• **Exercise passage**
+ + + + +
Consultants are playing a key role in life sciences meet these demands. In this case, Coeus Consulting was asked to design and test a new service blueprint to improve user experience.

Making a plan

As the improvement of the service model in question was only about internal service delivery, its end users were all internal employees. Coeus’ starting point was a Current State Assessment, interviewing key stakeholders, including employees, and reviewing operational documentation.

It also Coeus took a data driven approach to understand the workload content, and understand how throughputs could be decentralised to more local delivery for the client’s varied geography. Analysing a year of ticket data, the firm found numerous corruptions and inconsistencies in the system. In order for a new proposed service model to work effectively, Coeus designed a new governance structure to address these inconsistencies and promote continuous improvement on a global basis.

Coeus then carried out a second stage analysis, allowing the client to narrow down to a favoured option for a solution; offering a choice between mix of walk-in centres, full or part-time on-site presence and virtual walk-in centres. On the basis of that feedback, Coeus developed an outline business case including bottom-up global model to cost workloads on a geographically dispersed basis, synthesise supplier margins and estimate the costs of change.
+ + + + +
• **Material provided**

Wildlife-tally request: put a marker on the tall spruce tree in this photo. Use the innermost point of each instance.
+ + + + +
• **What the task requires**
Continue the case study on Coeus Consulting's service blueprint, starting after its last sentence.

• **Result below**
In order to implement its new internal delivery model, the client would also need to find the right supplier for its system. It was expected that the incumbent supplier would struggle with such a radical shift, particularly as they had a vested interest in leveraging the existing shared resources and infrastructure but were pleasantly surprised that they embraced the challenge.

To that end, Coeus’ consultants supported a tender process to define requirements, set the service metrics and lot up the scope according to geography, scale and language drivers. Eventually, this enabled the consultancy to bring a broad and experienced skill set for the new blueprint. This skill set spanned data analytics, service management operating model assessment/design, solution design, business case derivation, contract and tender support.

Results

Implementation of the new blueprint has recently completed. It is already having a material effect on the operation of the company.

According to Coeus, shared service centres are inherently more vulnerable due to their concentration of resources. As a result, the distributed model in the blueprint has in-built flexibility to shift workloads in the event of a local disruptive event. At the same time, due to being developed and implemented during the Covid-19 pandemic, a side effect of the process is that services are now much more resilient to global or local impacts.

User experience has been drastically enhanced. First Time Fix rates for problem tickets have risen to 74% in the new system, from 35% previously, while and customer satisfaction ratings are at an all-time high.

At the same time, 75% of staff using the system now have direct access to engineers or support pods, rising from 60%, making for more efficient problem solving. And remote support for the remaining 25% of smaller sites is delivered by the better skilled Unified Workforce, often in native language.

All this means that the transformation is on target to hit cost savings targets larger than the 10% initially mentioned. A release from Coeus noted that business case savings could hit 22% over the five-year term.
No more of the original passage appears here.